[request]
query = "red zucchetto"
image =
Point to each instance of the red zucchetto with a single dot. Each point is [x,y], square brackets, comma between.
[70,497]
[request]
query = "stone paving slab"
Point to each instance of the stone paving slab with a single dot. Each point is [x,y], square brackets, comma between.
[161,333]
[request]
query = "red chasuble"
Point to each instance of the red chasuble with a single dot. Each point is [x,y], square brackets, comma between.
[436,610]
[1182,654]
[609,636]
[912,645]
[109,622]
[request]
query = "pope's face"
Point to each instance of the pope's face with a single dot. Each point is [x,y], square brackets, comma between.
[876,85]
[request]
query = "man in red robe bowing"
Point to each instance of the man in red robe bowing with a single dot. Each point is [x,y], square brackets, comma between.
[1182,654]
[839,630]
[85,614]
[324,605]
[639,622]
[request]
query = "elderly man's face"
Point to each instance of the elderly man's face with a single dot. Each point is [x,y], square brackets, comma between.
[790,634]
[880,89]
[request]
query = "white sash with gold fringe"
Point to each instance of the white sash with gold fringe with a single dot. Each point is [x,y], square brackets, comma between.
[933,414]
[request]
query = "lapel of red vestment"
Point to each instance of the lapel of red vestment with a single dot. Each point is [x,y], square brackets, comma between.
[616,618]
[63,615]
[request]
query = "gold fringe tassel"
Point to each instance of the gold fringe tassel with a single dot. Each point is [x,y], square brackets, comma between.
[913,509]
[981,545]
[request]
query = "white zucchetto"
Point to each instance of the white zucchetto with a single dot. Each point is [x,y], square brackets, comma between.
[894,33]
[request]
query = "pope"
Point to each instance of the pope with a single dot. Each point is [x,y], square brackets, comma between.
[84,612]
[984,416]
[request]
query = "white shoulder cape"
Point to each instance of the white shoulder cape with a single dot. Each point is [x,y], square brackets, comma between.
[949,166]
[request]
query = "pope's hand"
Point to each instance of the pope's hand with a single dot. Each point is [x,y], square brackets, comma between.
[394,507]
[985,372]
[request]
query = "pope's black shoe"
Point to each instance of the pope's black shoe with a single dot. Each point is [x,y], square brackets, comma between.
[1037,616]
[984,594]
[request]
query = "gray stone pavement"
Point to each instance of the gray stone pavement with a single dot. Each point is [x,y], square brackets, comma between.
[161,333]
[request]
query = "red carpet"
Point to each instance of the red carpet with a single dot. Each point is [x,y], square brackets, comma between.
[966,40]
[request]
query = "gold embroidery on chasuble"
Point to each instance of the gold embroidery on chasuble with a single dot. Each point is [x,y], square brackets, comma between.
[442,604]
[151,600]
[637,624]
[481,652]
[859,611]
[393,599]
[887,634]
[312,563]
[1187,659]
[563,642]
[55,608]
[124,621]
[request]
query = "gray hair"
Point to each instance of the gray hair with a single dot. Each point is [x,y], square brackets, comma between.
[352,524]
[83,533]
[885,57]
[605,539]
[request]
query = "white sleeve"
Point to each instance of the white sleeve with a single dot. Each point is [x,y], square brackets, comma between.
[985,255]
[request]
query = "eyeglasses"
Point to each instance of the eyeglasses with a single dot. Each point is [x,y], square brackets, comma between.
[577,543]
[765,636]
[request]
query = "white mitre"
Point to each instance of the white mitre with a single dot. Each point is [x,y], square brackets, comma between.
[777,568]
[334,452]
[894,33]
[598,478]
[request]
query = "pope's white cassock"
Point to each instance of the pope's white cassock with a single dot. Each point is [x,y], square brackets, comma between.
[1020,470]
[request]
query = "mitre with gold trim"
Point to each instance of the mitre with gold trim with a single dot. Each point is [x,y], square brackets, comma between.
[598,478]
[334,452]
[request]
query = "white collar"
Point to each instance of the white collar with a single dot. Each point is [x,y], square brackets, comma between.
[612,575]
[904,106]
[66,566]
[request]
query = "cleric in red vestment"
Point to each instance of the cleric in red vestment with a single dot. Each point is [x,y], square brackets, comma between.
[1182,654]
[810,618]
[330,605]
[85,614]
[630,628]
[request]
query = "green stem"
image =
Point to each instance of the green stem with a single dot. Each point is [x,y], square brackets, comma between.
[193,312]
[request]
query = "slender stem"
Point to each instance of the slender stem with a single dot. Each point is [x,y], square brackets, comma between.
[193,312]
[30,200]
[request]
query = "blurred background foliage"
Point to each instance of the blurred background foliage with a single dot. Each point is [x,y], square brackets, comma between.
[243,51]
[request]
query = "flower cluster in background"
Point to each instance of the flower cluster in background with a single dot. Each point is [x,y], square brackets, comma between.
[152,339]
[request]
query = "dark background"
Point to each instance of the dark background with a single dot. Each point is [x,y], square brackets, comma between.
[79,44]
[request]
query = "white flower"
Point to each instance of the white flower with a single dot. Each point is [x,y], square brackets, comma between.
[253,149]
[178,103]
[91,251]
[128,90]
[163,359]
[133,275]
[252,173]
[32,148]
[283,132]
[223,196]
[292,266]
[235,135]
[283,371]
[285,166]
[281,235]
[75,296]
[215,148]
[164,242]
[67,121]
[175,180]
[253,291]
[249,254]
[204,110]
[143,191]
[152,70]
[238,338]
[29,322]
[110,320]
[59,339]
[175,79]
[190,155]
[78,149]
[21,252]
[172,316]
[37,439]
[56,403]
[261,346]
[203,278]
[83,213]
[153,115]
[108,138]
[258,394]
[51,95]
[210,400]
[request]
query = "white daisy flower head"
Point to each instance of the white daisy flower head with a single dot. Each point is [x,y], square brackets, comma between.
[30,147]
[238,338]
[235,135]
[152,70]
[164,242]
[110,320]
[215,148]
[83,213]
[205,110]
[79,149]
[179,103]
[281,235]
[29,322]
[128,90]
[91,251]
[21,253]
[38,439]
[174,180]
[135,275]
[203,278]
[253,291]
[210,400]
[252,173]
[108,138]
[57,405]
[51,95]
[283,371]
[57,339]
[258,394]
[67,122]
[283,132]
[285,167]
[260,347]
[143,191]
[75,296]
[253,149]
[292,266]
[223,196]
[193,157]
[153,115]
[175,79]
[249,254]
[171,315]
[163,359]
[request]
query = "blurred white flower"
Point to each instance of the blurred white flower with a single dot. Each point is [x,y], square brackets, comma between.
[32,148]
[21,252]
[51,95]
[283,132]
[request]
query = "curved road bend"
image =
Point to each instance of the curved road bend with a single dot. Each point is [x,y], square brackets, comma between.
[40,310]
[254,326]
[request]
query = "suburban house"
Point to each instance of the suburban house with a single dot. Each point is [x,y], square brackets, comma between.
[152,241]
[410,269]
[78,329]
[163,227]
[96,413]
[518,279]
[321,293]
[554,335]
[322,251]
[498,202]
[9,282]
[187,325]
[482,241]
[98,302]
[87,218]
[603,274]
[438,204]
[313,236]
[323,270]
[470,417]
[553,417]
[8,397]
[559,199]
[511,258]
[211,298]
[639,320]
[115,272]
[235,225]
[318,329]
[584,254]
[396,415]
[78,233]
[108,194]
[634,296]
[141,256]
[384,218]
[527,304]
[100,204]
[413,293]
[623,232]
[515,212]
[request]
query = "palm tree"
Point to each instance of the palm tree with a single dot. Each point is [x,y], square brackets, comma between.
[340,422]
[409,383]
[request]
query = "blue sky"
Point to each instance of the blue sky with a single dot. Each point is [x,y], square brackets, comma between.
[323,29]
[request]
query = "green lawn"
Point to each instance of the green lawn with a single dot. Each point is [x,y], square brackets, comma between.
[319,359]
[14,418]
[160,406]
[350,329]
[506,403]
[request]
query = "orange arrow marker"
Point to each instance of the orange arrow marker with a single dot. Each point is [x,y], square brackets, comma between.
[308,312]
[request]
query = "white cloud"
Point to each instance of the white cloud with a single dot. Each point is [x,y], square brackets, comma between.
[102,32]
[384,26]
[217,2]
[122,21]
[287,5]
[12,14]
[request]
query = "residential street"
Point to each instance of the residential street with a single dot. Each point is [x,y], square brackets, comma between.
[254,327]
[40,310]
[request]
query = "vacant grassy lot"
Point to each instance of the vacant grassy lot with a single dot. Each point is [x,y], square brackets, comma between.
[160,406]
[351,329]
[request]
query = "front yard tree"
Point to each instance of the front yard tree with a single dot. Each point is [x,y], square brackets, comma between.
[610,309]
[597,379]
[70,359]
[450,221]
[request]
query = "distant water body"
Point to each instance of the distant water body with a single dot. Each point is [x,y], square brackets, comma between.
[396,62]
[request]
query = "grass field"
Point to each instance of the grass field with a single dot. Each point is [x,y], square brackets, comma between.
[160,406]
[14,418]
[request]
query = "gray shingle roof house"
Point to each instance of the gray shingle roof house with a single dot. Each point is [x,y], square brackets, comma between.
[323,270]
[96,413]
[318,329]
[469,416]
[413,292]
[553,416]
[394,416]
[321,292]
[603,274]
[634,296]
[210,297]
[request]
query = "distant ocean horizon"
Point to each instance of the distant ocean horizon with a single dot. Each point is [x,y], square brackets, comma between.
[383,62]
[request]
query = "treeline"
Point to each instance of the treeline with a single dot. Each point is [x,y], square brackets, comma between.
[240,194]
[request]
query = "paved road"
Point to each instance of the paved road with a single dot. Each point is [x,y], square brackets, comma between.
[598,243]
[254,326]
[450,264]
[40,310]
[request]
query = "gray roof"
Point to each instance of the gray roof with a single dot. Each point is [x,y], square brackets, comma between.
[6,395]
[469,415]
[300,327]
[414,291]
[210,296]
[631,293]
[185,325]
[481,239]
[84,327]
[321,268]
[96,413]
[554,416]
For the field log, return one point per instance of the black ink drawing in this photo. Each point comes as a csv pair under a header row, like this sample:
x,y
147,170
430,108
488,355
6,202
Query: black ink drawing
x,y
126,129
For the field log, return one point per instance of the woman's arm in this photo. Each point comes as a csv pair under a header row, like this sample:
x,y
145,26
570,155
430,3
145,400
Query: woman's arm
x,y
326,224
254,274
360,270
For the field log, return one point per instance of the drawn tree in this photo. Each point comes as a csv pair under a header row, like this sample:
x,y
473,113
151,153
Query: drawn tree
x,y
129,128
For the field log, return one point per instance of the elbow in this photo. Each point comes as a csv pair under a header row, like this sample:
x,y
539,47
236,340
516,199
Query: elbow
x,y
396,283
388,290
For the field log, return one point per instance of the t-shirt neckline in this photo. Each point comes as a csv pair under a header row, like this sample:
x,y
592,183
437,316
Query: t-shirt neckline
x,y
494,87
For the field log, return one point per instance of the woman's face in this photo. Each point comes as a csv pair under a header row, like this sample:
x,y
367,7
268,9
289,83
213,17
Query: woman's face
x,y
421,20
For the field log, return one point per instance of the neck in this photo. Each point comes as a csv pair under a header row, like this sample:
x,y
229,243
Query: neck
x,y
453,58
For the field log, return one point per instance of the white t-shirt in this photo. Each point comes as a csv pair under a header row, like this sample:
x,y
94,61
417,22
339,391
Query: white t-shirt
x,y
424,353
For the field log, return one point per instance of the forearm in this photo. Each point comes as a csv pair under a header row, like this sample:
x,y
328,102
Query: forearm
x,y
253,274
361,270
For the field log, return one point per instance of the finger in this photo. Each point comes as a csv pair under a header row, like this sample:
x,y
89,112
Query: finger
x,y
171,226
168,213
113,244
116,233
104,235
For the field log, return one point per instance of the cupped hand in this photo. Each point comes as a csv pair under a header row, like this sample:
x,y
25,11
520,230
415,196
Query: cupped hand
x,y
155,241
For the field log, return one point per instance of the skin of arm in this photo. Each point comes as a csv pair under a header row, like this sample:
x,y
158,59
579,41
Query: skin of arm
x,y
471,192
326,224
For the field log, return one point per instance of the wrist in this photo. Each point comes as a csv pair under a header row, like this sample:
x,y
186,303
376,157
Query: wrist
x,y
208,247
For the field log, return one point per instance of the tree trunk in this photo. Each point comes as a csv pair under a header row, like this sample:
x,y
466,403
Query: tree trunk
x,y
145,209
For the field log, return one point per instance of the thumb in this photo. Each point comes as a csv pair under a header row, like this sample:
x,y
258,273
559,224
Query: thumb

## PROBLEM STATEMENT
Write out again, unchanged, every line from the line containing "the woman's face" to the final line of the material above.

## ANSWER BELOW
For the field log, return one point per instance of the woman's face in this photo. Each point comes as a csv pair under a header row, like this sample:
x,y
367,7
268,9
289,83
213,17
Query: woman's face
x,y
421,20
For the field log, return one point per instance of the neck in this photo. Each point comes as a csv pair under a header row, like this sample:
x,y
229,243
Query: neck
x,y
453,58
For the field log, return one point per instance of the white t-shirt in this photo. Each point comes as a csv pair under a header row, like this sample:
x,y
94,61
417,22
339,391
Query: white t-shirt
x,y
424,353
For the field log, return one point per instance of the forearm in this photo. Each point comes as a csv pair under a header row, like this sample:
x,y
328,102
Query: forearm
x,y
253,274
361,270
For the field log, return one point per instance of the finger in this photo. Each point comes as a csv pair under a header row, like this sample:
x,y
89,112
Query: finger
x,y
171,226
168,213
113,244
116,233
104,235
For the field log, return one point per instance of the cupped hand in this photo. Each point comes as a csv pair under a header row, like this sample:
x,y
25,11
520,230
415,196
Query: cupped hand
x,y
155,241
For the field log, return one point per instance of the skin of arm in this photo. Each point comes as a csv pair under a header row, like this sample:
x,y
158,59
579,41
Query: skin of arm
x,y
471,192
326,224
For the field log, return one point per instance of the wrist in this photo. Each point comes as a csv pair under a header row, like this sample:
x,y
186,303
376,157
Query: wrist
x,y
208,247
For the field log, return one point per instance of the tree trunk in this photo. Each point comes as a csv pair under a header row, like this sample:
x,y
466,403
Query: tree trunk
x,y
145,209
For the field log, return one point per instance of the thumb in this photo. Each point comes as a csv pair under a header row, like this sample:
x,y
258,273
559,224
Query: thumb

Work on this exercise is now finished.